EXERCISE TASK A >>
In the Apple case study, how many employees does Foxconn Technology have in its plants across China?
EXERCISE TASK B >>
Continue the Apple case study from its final sentence.

SELECTED PASSAGE >>

- - -

Questions
1) Define and explain the terms "globalization” and “human capital”, identify different
skills that can be part of human capital.
2) What is meant by the globalization of human capital? Is this inevitable as firms
increase their global operations?
3) How does this case illustrate the threats and opportunities facing global companies in
developing their strategies?
4) Describe the company's history (with a timeline etc.), referring to Apple's
globalization strategy.
5) Comment on the Apple executive's assertion that the company's only obligation is
making the best product possible. „We don't have an obligation to solve America's
problems."
6) Who are the stakeholders in this situation and what, if any, obligations do they have?
7) How much extra are you prepared to pay for an iPhone if assembled in China but
under better labor conditions or pay? What kind of trade-off would you make? Show
the price evolution of iPhones over the last years. With your comment, refer to more
recent and current data for iPhones than given in the case. What do you think has
changed over the last few years that justifies the discernible price increase?
8) Show and describe Apple's competitive environment and find at least two other
companies in the same industry, to compare their competitive situation.
9) To what extent do you think the negative media coverage has affected Apple's recent
decision to ask the FLA to do an independent assessment and the subsequent decision
by Foxconn to raise some salaries?
10) Please describe the last 12 months of the company and critically reflect its
development.
Case Study:
There are risks and rewards for all in a global economy. The globalization of human capital
results in a range of winners and losers around the world: companies and their stockholders,
consumers, contractors, firms up and down the supply chain, employed people, and
unemployed people, as well as their economies. In February 2011, President Obama asked
Apple's Steve Jobs (now deceased) why Apple could not bring back all the jobs it used to
provide in the United States. The jobs related to most high-tech products made by companies
such as Dell, HP, and Apple have now migrated overseas, including those for Apple's 700
million iPhones (as of March 2015) as well as millions of iPads and now Apple Watches.
Time broke down a retail price of $500 for Apple's iPhone, for example, and estimated that
$61 worth of value comes from Japan, with its high-end technology manufacturing; $30 of
value is added from Germany; $23 from South Korea; $7 from Chinese assembly lines; $48
from unspecified sources; and $11 from the United States. Those inputs total $179 for parts
and assembly abroad, leaving Apple, the inventor in the United States, a profit of $321.3 For
the first quarter of 2012, Apple made $13 billion in profit.
Although Apple directly employs an estimated 43,000 in the United States and 20,000
overseas, an additional 700,000 people engineer, build, and assemble iPads, iPhones, and
Apple's other products in Asia and Europe. Sophisticated component parts outsourced in
various countries are assembled in China. Some of those are contracted to the Taiwanese-
headquartered company Foxconn's Longhua factory campus in Shenzhen, for example, where
more than 300,000 employees live in dorms, eat on site, and churn out iPhones, Sony
PlayStations, and Dell computers. Foxconn Technology, with 1.2 million employees in plants
throughout the country, is China's largest exporter and assembles an estimated 40 percent of
the world's consumer electronics, including for customers such as Amazon, Dell, Hewlett-
Packard, Nintendo, Nokia, and Samsung. No other factories in the world have the
manufacturing scale of Foxconn.

- - -

STORED RECORDS >>
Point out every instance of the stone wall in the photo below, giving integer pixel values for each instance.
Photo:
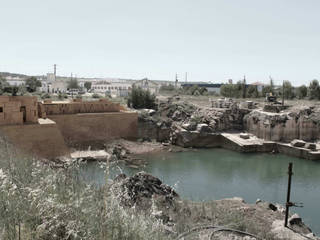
(103, 105)
(282, 127)
(18, 110)
(39, 140)
(95, 129)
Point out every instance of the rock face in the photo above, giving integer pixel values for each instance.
(285, 127)
(139, 189)
(186, 125)
(298, 143)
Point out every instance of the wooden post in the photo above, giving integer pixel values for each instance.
(288, 204)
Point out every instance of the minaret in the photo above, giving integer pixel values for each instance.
(176, 83)
(55, 71)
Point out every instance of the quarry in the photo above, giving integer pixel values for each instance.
(100, 130)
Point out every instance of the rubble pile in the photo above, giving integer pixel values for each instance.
(139, 190)
(285, 126)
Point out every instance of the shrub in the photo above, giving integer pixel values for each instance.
(62, 96)
(314, 90)
(139, 98)
(302, 91)
(41, 202)
(45, 95)
(95, 95)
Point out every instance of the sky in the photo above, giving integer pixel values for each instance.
(211, 40)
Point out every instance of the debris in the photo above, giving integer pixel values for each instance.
(298, 143)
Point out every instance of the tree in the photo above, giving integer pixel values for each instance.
(267, 90)
(228, 90)
(32, 84)
(139, 98)
(244, 88)
(302, 91)
(73, 84)
(314, 89)
(3, 85)
(253, 91)
(87, 85)
(288, 90)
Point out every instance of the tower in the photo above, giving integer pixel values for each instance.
(55, 71)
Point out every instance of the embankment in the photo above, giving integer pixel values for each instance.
(43, 140)
(95, 129)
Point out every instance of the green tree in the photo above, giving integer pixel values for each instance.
(288, 90)
(73, 84)
(32, 83)
(87, 85)
(3, 85)
(139, 98)
(228, 90)
(314, 89)
(302, 91)
(253, 91)
(267, 90)
(244, 88)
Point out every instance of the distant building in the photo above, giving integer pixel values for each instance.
(259, 85)
(147, 84)
(211, 87)
(18, 110)
(15, 81)
(115, 89)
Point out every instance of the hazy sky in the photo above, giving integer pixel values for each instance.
(212, 40)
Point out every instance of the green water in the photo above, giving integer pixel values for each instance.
(219, 173)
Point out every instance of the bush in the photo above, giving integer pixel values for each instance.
(302, 92)
(39, 202)
(45, 95)
(253, 91)
(95, 95)
(288, 90)
(314, 90)
(62, 96)
(139, 98)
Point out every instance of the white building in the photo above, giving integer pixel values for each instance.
(147, 84)
(15, 81)
(115, 89)
(259, 86)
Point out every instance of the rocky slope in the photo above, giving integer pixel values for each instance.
(186, 125)
(302, 123)
(221, 219)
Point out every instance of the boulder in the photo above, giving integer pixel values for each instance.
(140, 188)
(244, 135)
(203, 128)
(295, 219)
(311, 146)
(298, 143)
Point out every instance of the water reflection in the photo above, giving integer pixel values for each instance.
(219, 173)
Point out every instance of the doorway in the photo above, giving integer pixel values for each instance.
(23, 110)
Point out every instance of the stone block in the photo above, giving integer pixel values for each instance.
(298, 143)
(311, 146)
(244, 135)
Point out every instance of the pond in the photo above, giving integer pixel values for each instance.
(210, 174)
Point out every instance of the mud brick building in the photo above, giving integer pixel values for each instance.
(18, 110)
(47, 129)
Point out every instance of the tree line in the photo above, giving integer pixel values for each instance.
(242, 90)
(31, 85)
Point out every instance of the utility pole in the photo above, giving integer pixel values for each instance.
(282, 92)
(288, 203)
(55, 70)
(176, 83)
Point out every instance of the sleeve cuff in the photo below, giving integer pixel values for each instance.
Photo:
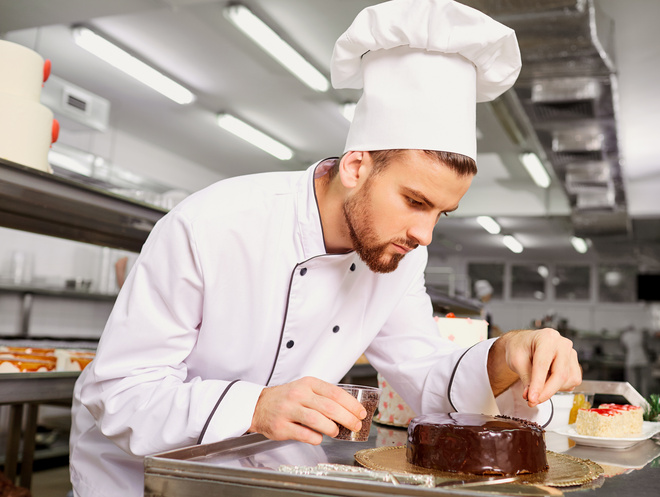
(469, 387)
(233, 413)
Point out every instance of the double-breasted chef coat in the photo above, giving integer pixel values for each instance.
(234, 291)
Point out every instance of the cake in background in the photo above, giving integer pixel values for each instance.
(611, 421)
(27, 127)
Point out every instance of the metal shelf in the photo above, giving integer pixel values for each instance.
(39, 202)
(57, 292)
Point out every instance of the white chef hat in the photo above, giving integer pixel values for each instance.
(423, 64)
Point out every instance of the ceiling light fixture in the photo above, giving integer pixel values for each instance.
(512, 244)
(254, 136)
(276, 47)
(489, 224)
(579, 244)
(536, 169)
(122, 60)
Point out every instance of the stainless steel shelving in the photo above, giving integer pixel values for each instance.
(38, 202)
(29, 390)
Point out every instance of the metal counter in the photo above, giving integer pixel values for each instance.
(19, 390)
(247, 466)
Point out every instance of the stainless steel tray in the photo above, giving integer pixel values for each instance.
(249, 465)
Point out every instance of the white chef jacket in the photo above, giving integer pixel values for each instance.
(234, 291)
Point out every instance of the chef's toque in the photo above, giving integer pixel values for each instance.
(423, 64)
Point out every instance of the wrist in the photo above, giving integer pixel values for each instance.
(501, 376)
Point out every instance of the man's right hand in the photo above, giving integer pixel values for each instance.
(305, 410)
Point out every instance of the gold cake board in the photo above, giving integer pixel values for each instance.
(564, 470)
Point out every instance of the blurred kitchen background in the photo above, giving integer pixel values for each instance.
(586, 106)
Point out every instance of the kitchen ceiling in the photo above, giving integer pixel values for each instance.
(193, 42)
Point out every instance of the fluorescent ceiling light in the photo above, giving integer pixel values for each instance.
(115, 56)
(512, 244)
(536, 169)
(254, 136)
(348, 110)
(489, 224)
(276, 47)
(579, 244)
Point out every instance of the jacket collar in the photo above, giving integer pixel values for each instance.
(309, 217)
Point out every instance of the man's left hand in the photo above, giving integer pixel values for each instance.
(543, 360)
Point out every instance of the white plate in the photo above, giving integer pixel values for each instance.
(648, 430)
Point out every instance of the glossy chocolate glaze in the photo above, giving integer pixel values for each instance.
(476, 444)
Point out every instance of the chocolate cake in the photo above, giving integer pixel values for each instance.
(476, 444)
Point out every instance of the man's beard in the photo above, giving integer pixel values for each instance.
(359, 218)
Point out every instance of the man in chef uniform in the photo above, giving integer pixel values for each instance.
(256, 295)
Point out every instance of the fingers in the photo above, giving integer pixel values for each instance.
(305, 410)
(554, 366)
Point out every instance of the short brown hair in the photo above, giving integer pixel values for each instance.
(461, 164)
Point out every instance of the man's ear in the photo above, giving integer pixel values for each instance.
(353, 168)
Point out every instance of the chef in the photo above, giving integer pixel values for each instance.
(254, 296)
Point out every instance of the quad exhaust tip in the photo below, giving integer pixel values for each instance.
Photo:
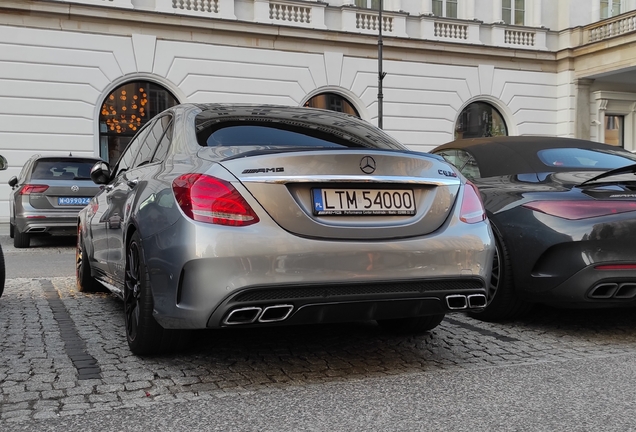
(460, 301)
(252, 314)
(609, 290)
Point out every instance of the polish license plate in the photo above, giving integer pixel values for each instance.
(363, 202)
(73, 201)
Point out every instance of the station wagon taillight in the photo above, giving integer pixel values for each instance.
(472, 209)
(30, 189)
(208, 199)
(575, 210)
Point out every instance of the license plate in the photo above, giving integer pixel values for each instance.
(371, 202)
(73, 201)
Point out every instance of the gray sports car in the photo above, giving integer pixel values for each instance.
(240, 215)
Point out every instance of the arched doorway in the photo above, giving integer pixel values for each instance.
(127, 109)
(480, 119)
(333, 102)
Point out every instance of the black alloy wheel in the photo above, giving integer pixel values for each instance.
(85, 282)
(502, 300)
(144, 334)
(412, 325)
(2, 272)
(20, 239)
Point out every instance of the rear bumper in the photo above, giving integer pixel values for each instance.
(199, 274)
(343, 302)
(48, 222)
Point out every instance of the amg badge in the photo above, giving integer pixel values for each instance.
(262, 170)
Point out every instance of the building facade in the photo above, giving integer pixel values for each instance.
(82, 76)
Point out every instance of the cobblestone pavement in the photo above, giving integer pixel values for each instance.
(44, 347)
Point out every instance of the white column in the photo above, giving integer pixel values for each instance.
(467, 11)
(261, 11)
(226, 9)
(583, 116)
(496, 11)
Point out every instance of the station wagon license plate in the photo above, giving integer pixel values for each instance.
(73, 201)
(356, 202)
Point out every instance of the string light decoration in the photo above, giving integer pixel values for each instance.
(125, 109)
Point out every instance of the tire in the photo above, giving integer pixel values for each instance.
(2, 272)
(21, 240)
(144, 334)
(412, 325)
(85, 282)
(502, 301)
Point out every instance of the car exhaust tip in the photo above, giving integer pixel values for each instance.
(477, 301)
(275, 313)
(603, 291)
(456, 301)
(626, 290)
(245, 315)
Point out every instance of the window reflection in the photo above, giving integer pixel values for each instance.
(333, 102)
(125, 111)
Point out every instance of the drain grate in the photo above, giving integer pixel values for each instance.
(74, 345)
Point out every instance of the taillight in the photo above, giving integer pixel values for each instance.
(472, 210)
(29, 189)
(574, 210)
(212, 200)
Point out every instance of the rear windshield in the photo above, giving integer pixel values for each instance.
(586, 158)
(280, 135)
(63, 169)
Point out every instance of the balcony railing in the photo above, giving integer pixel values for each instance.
(344, 16)
(615, 26)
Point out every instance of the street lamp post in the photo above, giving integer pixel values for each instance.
(380, 73)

- - -

TASK OUTPUT A >>
1.2 million

TASK OUTPUT B >>
The answer to President Obama's question is not as simple as the ability to acquire cheaper
labour overseas; Apple's executives and those at other high-tech firms claim that "Made in the
U.S.A" is not a competitive strategy for them because America does not compare favourably
with the industrial skills, hard work, and flexibility that can be found in companies such as
Foxconn. Questions about what corporate America owes to Americans are met with the
example of thousands of Chinese workers being roused in the night to accommodate a
redesigned iPhone screen and, within a few days, being able to produce 10,000 iPhones a
day-a feat not possible in U.S. factories. Although the cost of labor is a small percentage of an
iPhone's cost, the major advantage and cost saving in China is in the management of supply
chains and rapid access to component parts and manufacturing supplies from various
factories in proximity. In addition, Apple maintains that the large number of engineers and
other skilled workers who could be accessed on short notice in China simply are not readily
available in the United States; nor are the factories with the scale, speed, and flexibility that
such a high-tech company needs. Apple executives give the example of visiting a factory to
consider whether it could do the necessary work to cut the glass for the iPhone's touchscreen.
Upon their arrival, a new wing of the plant was already being built "in case you give us the
contract." Fareed Zakaria, in Time, maintains that this competitive edge is gained largely
through Chinese government subsidies and streamlined regulations to boost domestic
manufacturing. In the end, however, Apple maintains that:
“We don't have an obligation to solve America's problems. Our only obligation is making the
best product possible”.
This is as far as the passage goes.